● **Page**:
So let us consider the constant function
$f(x) = K$ for some constant $K \in \mathbb{R}$.
Step 2: Compute the Derivative for the Constant Function
For $f(x) = K$, its derivative is
$f'(x) = 0$ for all $x \in (0,1)$.
Step 3: Substitute into Each Option
Option 1:
$|\,f(c) - f(1)\,| < |\,f'(c)\,|$
Since $f(c) = K$ and $f(1) = K$, the left-hand side becomes
$|\,K - K\,| = 0$ and the right-hand side is $|\,0\,| = 0$.
This gives $0 < 0$, which is false.
Option 2:
$|\,f(c) + f(1)\,| < (1 + c)\,\bigl|f'(c)\bigr|$
Here, $f(c) + f(1) = K + K = 2K$, while
$\bigl|f'(c)\bigr| = 0$.

● **Record list**:
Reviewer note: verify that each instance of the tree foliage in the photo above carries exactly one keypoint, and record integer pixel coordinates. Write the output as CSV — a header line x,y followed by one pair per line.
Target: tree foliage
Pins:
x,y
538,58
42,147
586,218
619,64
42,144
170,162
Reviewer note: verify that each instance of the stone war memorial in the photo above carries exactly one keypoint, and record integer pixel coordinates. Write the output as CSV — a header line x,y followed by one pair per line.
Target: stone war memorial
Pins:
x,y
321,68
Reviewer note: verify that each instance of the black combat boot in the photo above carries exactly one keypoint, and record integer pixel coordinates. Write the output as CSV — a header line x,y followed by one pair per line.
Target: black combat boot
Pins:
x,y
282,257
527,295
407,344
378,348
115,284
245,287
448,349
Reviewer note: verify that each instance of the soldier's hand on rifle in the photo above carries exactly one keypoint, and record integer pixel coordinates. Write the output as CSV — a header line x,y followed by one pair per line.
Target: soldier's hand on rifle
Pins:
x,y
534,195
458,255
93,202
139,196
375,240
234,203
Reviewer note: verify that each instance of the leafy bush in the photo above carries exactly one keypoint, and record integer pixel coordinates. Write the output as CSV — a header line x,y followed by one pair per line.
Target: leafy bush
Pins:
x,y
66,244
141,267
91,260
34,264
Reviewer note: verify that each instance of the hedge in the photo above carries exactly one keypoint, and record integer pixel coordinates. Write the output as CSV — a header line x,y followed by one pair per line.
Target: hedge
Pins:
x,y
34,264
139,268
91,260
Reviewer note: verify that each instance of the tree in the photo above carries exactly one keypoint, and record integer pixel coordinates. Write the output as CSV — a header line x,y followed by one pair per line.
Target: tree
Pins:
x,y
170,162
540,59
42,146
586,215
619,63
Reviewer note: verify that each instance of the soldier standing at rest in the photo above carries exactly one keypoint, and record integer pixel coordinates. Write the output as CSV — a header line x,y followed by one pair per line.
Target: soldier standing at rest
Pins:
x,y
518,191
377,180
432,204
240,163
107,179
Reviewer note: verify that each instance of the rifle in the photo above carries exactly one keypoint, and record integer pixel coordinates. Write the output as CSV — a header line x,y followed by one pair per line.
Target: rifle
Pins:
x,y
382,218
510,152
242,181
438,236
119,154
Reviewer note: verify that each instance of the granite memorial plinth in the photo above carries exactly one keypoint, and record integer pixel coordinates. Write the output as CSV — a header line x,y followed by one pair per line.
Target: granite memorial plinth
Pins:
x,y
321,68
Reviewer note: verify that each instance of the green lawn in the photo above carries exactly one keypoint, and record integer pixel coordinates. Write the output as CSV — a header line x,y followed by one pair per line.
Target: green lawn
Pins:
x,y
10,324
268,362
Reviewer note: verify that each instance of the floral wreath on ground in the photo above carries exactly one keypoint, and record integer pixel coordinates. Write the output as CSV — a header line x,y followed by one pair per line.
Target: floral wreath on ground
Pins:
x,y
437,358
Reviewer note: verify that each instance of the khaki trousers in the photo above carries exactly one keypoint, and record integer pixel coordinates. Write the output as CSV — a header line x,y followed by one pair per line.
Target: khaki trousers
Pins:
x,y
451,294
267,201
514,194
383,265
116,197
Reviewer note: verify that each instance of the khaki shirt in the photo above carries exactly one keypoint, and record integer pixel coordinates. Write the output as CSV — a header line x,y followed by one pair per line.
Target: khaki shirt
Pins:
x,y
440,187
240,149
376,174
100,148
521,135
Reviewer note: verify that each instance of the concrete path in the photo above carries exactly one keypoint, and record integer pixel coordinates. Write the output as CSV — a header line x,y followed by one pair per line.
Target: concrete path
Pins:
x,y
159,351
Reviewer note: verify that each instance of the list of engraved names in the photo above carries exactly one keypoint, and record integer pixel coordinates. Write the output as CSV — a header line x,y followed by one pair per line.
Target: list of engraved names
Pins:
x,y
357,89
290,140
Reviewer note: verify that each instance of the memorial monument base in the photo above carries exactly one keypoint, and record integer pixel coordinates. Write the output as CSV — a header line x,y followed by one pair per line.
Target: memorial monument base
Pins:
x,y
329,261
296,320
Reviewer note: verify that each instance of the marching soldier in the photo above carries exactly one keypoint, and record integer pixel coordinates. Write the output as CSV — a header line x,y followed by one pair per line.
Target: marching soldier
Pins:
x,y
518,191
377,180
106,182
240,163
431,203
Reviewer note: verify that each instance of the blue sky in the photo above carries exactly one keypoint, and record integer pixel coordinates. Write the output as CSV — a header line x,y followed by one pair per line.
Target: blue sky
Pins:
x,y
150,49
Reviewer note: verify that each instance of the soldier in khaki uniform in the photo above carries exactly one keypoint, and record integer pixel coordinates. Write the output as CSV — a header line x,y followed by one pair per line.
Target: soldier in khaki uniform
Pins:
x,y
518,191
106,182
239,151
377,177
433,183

● **Aim of the exercise**: Repeat the part of the derivative walkthrough that opens with the words containing "So let us consider" and closes with "which is false.", swapping "false" for "not true".

● **Solution to the problem**:
So let us consider the constant function
$f(x) = K$ for some constant $K \in \mathbb{R}$.
Step 2: Compute the Derivative for the Constant Function
For $f(x) = K$, its derivative is
$f'(x) = 0$ for all $x \in (0,1)$.
Step 3: Substitute into Each Option
Option 1:
$|\,f(c) - f(1)\,| < |\,f'(c)\,|$
Since $f(c) = K$ and $f(1) = K$, the left-hand side becomes
$|\,K - K\,| = 0$ and the right-hand side is $|\,0\,| = 0$.
This gives $0 < 0$, which is not true.